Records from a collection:
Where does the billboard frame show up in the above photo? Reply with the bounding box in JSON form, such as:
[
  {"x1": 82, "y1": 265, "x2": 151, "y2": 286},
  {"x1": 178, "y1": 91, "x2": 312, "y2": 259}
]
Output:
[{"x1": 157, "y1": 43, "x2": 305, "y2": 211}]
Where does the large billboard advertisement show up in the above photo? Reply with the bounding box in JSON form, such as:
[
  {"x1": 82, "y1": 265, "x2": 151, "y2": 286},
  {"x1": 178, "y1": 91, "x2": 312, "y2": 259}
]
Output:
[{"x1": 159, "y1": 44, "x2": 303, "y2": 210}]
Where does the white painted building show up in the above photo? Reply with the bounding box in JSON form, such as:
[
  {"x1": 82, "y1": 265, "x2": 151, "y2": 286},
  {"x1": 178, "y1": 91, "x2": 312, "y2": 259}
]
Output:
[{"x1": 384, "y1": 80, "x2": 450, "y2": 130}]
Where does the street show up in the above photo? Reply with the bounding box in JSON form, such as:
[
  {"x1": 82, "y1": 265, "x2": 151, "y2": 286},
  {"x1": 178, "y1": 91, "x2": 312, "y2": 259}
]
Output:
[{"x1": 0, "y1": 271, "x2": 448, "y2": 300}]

[Goal of the exercise]
Please quote the data above in full, with no line missing.

[Result of this exercise]
Where does the billboard frame show up in the above photo? Reply with the bounding box in JSON form, such as:
[
  {"x1": 82, "y1": 265, "x2": 151, "y2": 286},
  {"x1": 178, "y1": 91, "x2": 312, "y2": 259}
]
Output:
[{"x1": 157, "y1": 43, "x2": 305, "y2": 211}]
Where does the large billboard advertisement show up in the above photo? Reply with the bounding box in JSON form, such as:
[
  {"x1": 82, "y1": 265, "x2": 151, "y2": 286},
  {"x1": 178, "y1": 91, "x2": 312, "y2": 259}
]
Output:
[{"x1": 159, "y1": 44, "x2": 303, "y2": 210}]
Where does the white painted building show up in the above photo? Reply with the bounding box in JSON form, such as:
[
  {"x1": 82, "y1": 265, "x2": 151, "y2": 286},
  {"x1": 178, "y1": 91, "x2": 312, "y2": 259}
]
Output:
[{"x1": 384, "y1": 80, "x2": 450, "y2": 130}]
Where does the street show up in the above photo? Reply with the bounding box in JSON form, such as:
[
  {"x1": 82, "y1": 265, "x2": 151, "y2": 286},
  {"x1": 178, "y1": 91, "x2": 312, "y2": 259}
]
Output:
[{"x1": 0, "y1": 271, "x2": 448, "y2": 300}]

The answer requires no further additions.